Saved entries
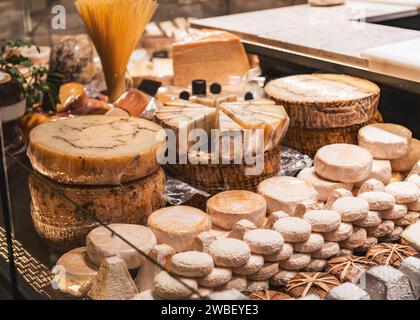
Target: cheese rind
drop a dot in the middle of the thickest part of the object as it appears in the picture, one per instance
(228, 207)
(385, 140)
(131, 202)
(343, 162)
(284, 193)
(322, 186)
(101, 243)
(210, 55)
(406, 162)
(178, 226)
(325, 100)
(96, 150)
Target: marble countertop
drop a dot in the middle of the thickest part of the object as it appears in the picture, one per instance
(339, 34)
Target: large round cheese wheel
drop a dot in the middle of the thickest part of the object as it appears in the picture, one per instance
(101, 243)
(130, 202)
(96, 150)
(385, 140)
(74, 272)
(322, 186)
(343, 162)
(228, 207)
(325, 100)
(284, 193)
(406, 162)
(178, 226)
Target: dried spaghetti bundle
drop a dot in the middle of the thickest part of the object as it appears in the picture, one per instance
(115, 27)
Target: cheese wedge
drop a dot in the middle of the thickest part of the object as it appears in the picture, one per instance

▶ TASK ITEM: Restate the lines of the records exactly, starting at the first and stopping after the line with "Target: large round cheese wheel". Leave out any picture.

▶ TASK OUTPUT:
Target: cheese rind
drop a dot in the middle of the thickest part of the object as it appears in the picture, one per instance
(228, 207)
(385, 140)
(131, 202)
(343, 162)
(284, 193)
(322, 186)
(101, 243)
(210, 55)
(406, 162)
(178, 226)
(325, 100)
(96, 150)
Target: marble countertop
drop a dot in the middle of the thickest part of the object as it appears in the picture, one per instance
(339, 34)
Target: large round cheese wheel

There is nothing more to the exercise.